**WHAT YOU WILL DO:** Reproduce the rows below without any change, from the line containing "Indicate the painted red" through the end of the rows. Include both the first and last lines.
=-=-=-=-=
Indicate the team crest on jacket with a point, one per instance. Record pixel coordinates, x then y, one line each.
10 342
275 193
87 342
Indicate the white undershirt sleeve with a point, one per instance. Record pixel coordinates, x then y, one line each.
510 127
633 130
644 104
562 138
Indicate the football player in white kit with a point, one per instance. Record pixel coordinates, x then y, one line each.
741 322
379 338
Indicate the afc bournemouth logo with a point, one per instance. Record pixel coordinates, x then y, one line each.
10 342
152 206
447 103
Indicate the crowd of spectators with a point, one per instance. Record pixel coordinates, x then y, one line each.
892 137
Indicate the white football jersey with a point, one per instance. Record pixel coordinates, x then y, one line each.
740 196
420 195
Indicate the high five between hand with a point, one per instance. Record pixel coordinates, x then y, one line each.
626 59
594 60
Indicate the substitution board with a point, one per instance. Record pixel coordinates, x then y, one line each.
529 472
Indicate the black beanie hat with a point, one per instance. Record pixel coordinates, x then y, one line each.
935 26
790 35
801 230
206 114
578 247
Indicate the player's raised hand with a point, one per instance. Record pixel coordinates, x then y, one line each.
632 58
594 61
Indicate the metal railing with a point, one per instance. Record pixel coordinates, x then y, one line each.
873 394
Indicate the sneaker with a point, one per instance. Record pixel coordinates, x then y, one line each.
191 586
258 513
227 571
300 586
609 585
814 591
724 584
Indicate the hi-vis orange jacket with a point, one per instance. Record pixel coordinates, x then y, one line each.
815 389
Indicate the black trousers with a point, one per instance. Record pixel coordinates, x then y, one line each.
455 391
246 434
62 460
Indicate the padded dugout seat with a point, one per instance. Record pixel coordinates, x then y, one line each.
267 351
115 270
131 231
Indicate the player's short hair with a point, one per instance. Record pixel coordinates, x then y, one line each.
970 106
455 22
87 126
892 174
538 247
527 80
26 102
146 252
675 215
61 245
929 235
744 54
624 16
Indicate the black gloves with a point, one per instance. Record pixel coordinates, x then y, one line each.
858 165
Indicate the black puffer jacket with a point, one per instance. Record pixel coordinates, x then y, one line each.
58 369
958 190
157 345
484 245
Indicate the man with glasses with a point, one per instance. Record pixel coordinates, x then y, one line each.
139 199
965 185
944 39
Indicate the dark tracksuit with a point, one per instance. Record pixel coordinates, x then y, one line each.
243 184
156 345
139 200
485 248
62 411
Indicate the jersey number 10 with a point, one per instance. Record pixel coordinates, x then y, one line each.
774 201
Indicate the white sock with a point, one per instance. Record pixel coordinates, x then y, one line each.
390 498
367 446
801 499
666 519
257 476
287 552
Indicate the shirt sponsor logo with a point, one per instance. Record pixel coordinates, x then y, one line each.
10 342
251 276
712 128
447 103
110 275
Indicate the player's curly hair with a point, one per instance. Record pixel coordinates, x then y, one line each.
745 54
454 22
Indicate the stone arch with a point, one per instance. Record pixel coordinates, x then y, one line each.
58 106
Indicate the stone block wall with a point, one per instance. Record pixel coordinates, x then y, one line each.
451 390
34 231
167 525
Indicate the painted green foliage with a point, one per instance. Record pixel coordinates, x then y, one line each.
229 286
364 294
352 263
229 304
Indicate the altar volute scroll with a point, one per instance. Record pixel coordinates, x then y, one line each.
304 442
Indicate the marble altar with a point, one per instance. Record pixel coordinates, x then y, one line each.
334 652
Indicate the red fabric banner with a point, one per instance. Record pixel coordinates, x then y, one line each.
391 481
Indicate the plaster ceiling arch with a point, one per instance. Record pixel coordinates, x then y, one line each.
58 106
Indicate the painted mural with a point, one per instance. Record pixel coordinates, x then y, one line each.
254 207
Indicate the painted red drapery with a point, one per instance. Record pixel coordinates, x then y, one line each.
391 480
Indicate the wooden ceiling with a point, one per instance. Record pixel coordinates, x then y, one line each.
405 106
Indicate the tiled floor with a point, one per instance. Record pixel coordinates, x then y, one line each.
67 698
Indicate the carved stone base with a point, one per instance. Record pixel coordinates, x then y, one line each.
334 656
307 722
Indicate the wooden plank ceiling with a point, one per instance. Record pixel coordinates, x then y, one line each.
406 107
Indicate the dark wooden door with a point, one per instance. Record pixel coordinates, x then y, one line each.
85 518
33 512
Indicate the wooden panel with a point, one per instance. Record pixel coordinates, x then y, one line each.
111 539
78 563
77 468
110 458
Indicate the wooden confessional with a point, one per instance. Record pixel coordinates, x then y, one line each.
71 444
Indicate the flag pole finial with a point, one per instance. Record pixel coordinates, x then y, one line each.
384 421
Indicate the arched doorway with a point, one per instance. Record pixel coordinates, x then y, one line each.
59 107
=-=-=-=-=
**RESPONSE:**
Indicate the painted red drapery with a point, one per instance. Record pixel coordinates, x then y, one line each.
391 480
Indicate the wooden ceiling with a point, one per instance. Record pixel coordinates, x then y, one line each.
405 106
Indicate the tiled floor with a point, one per instance. Record pixel coordinates, x then y, one line each.
67 698
Indicate the carved stone base with a point, one per instance. Record pixel coordinates, x then y, one line each.
334 656
307 722
Indicate the wooden plank ceiling with a point, one per instance. Record pixel coordinates, x then y, one line each.
406 107
Indicate the dark wooden door with a point, one per instance. Record pixel coordinates, x then y, one line each.
85 518
33 512
Indicate the wooden panel with a point, one per instance. Record pixel coordinates, x then y, one line each.
111 539
78 563
77 468
110 458
Indicate the wooden confessional with a point, one per instance. Record pixel coordinates, x then y, one line each.
71 444
Indicate the flag pole finial with a point, one per instance. Record pixel coordinates, x then y, one line each.
384 421
Indicate the arched doorway with a point, one per instance. Record pixel coordinates, x then y, one line each.
59 107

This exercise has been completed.